§ **Instruções**:
[1] Que figuras do passado são mencionadas no excerto sobre a fusão dos tempos no momento presente?
[2] Resuma em duas frases o excerto sobre a fusão dos tempos no momento presente.
[3] Apresente a continuação do excerto sobre a fusão dos tempos no momento presente, a partir da última frase.

==== Excerto da página

▪ Fusão de todos os tempos no Momento presente:
• O Instante presente é a
congregação de todos os tempos → o presente é o resultado dos
esforços científicos passados e catalisadores dos feitos futuros ‑ “E há Platão
e Virgílio dentro das máquinas e das luzes elétricas / Só porque houve outrora
e foram humanos Virgílio e Platão, / E pedaços do Alexandre Magno do século
talvez cinquenta, / Átomos que hão ir ter febre para o cérebro do Ésquilo do
século cem, / Andam por estas correias de transmissão e por estes êmbolos e por
estes volantes…” (vv. 19-23).
• O tempo é um contínuo, e a
civilização, um acumular de saberes e experiências que atravessam o tempo como
uma herança. A máquina de hoje é o resultado de outras invenções do passado: “Canto,
e canto o presente, e também o passado e o futuro, / Porque o presente é todo o
passado e todo o futuro” (vv. 17-18); “E há Platão e Virgílio dentro das
máquinas e das luzes elétricas / Só porque houve outrora e foram humanos
Virgílio e Platão” (vv. 19-20).
• As referências a Platão,
Virgílio, Alexandre Magno e Ésquilo – figuras que representam o passado –
constituem referências a um passado que permitiu a realidade atual e
continuarão a impulsionar as inovações futuras. A menção a essas figuras
concorre, assim, para explicitar a relação entre as diversas eras, valorizando
em cada momento os grandes feitos.

========
==== Conjunto de dados

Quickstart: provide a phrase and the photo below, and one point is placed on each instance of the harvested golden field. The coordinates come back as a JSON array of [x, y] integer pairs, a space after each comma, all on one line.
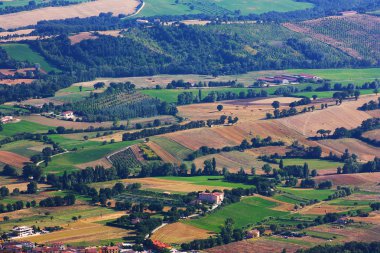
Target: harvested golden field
[[331, 118], [322, 208], [212, 137], [236, 160], [16, 81], [362, 233], [164, 185], [177, 233], [256, 245], [83, 125], [373, 135], [363, 180], [75, 39], [81, 231], [82, 10], [362, 149], [101, 162], [244, 109], [162, 153], [13, 159]]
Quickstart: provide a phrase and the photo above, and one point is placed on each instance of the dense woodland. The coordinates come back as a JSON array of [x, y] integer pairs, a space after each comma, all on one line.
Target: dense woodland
[[105, 21]]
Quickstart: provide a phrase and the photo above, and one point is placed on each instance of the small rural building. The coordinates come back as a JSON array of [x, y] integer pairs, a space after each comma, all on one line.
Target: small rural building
[[309, 77], [67, 114], [211, 197], [109, 249], [160, 245], [22, 231], [253, 234]]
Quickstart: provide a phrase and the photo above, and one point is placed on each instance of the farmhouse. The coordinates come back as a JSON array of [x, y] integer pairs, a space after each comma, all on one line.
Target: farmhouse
[[211, 197], [22, 231], [253, 234], [67, 114]]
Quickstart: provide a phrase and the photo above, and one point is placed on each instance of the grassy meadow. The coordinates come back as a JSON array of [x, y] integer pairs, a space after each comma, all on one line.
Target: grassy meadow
[[23, 127], [169, 7], [22, 52], [207, 181], [87, 151], [249, 210], [317, 164]]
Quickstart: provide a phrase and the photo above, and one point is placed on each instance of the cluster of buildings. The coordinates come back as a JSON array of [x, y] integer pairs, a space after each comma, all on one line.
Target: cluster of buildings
[[29, 247], [211, 197], [288, 79]]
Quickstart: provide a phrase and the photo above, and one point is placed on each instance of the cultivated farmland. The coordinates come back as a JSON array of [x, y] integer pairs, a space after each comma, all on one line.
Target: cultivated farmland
[[373, 135], [248, 211], [357, 35], [82, 10]]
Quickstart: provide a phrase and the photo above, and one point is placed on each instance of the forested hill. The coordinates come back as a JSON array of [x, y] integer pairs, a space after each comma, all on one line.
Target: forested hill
[[220, 49]]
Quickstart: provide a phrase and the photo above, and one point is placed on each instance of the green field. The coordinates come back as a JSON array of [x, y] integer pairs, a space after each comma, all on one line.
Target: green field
[[174, 148], [22, 52], [208, 181], [171, 96], [24, 147], [356, 76], [60, 216], [213, 7], [328, 94], [23, 127], [87, 152], [19, 3], [313, 163], [249, 210], [308, 193], [164, 7], [261, 6], [7, 109]]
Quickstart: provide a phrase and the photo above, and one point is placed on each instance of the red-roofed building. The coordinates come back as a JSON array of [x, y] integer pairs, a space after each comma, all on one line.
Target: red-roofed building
[[212, 197], [160, 245]]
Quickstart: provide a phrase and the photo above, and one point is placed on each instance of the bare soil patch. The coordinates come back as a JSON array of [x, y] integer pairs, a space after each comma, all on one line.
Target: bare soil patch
[[82, 10], [257, 245], [177, 233], [163, 154], [13, 159]]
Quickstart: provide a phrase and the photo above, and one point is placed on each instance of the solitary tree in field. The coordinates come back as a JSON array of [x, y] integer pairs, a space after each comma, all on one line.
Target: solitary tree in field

========

§ **Respostas**:
[1] Platão, Virgílio, Alexandre Magno e Ésquilo.

[2] O instante presente congrega todos os tempos, pois resulta dos esforços científicos passados e catalisa os feitos futuros. A civilização é um acumular de saberes transmitido como herança, e as referências a Platão, Virgílio, Alexandre Magno e Ésquilo explicitam a relação entre as diversas eras.

[3]
• Ao contrário de outros
futuristas, como Marinetti, que rejeitavam todo o tempo que não o futuro, que
defendiam o apagamento do passado e do presente em relação ao futuro, que seria
«tudo», Campos funde as três eras num só momento, o atual, que, contudo, só
poderá fazer sentido se se apoiar no passado e entrevisto em função do futuro:
“Eia todo o passado dentro do presente! / Eia todo o futuro já dentro de nós!”
(vv. 90-91). De facto, o presente só é possível porque está alicerçado no
passado, na base do qual se apoia a construção do futuro, ou seja, passado e
futuro ganham significação no presente, no Momento (“todo o passado dentro do
presente”; “todo o futuro já dentro de nós” – vv. 222-223).
▪ Identificação com as máquinas
• O sujeito poético procura
identificar-se com as máquinas, identificação essa que se traduz num “amor”
desesperado (“Como eu vos amo… Com os olhos e com os ouvidos e com o olfato / E
com o tato… / E com a inteligência…” – vv. 86-91).
• Esta identificação com as máquinas
traduz uma atitude sensacionista de ser tudo de todas as maneiras do
sujeito poético, pois quer sentir tudo e identificar-se com tudo, procurando
daí obter o máximo de sensações possível. Ele quer penetrar tudo, ser penetrado
por tudo (“Ah não ser eu toda a gente e toda a parte!”).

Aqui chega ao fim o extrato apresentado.